## [STATED TASK]
In the entries below, copy out every line from the one containing "Provide the outline of every instance of the yellow" to the one containing "[[258, 98], [259, 147], [280, 155], [280, 94]]", both included, without changing a character.

## [RECORDED DATA]
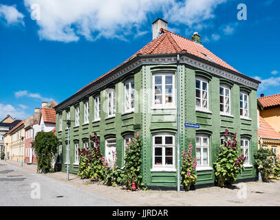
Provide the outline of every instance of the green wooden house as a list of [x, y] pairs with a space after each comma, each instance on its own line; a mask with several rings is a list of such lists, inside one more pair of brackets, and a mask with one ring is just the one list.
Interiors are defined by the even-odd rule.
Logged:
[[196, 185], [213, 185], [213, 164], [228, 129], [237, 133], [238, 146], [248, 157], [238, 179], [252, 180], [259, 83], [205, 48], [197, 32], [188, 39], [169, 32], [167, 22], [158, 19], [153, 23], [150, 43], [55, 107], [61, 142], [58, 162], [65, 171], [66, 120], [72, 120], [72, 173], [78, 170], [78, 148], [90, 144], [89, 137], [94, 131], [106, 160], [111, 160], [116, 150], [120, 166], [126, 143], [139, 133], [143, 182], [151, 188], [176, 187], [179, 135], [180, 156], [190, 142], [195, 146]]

...

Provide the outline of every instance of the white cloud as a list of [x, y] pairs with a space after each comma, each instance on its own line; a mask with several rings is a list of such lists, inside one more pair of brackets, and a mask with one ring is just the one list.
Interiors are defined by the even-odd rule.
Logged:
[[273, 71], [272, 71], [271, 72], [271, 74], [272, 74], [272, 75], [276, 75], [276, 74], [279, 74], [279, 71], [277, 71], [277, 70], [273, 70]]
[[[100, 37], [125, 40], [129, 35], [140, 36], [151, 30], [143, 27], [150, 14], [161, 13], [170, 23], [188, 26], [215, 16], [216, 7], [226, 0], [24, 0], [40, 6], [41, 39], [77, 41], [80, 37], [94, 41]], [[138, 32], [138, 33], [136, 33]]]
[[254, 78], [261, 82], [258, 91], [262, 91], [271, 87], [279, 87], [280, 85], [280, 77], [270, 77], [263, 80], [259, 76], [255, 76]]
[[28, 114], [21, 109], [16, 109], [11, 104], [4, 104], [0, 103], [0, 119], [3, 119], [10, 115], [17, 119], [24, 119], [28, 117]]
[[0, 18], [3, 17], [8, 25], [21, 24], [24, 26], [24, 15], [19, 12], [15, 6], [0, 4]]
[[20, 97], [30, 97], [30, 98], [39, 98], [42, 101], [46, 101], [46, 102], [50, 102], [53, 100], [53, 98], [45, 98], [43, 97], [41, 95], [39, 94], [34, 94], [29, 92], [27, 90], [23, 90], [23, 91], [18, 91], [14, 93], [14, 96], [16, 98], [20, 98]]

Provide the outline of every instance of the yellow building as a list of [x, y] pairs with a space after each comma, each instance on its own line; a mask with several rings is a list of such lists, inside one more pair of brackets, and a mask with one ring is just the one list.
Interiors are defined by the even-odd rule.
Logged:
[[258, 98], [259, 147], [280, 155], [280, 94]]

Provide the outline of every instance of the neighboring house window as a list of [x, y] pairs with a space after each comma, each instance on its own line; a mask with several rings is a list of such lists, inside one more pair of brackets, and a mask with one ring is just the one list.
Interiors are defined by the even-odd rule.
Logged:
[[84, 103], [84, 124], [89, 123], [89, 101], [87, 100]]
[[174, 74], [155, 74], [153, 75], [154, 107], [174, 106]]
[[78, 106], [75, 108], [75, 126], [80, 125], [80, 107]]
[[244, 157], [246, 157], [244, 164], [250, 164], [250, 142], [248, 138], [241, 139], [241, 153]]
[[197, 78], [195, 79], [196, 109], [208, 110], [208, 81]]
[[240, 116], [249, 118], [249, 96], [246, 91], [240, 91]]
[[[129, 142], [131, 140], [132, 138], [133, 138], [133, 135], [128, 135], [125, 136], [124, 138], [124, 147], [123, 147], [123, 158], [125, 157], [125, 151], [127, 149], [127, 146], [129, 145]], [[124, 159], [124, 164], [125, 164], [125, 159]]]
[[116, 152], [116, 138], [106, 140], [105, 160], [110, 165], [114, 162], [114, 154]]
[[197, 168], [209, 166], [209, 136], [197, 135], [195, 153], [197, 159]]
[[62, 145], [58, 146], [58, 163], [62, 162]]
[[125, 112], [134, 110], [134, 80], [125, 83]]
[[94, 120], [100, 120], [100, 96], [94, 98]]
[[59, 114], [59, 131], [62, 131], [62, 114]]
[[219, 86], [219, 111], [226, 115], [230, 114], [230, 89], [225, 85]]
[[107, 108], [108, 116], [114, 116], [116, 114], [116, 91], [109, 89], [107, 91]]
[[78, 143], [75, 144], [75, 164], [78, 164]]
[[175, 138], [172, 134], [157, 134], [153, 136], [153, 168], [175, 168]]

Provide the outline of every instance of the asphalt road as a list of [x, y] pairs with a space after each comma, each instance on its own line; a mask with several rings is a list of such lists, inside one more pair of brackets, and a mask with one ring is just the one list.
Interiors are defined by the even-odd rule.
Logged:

## [THE REPLY]
Provide the outline of every instance of the yellow building as a list of [x, y] pairs with a space after each comma, each instance on its own line; a mask with several rings is a list of such lists, inside one more pair of brackets, and a mask with one ring is just the one list.
Interiors are defined by the even-odd rule.
Logged:
[[258, 98], [259, 147], [280, 155], [280, 94]]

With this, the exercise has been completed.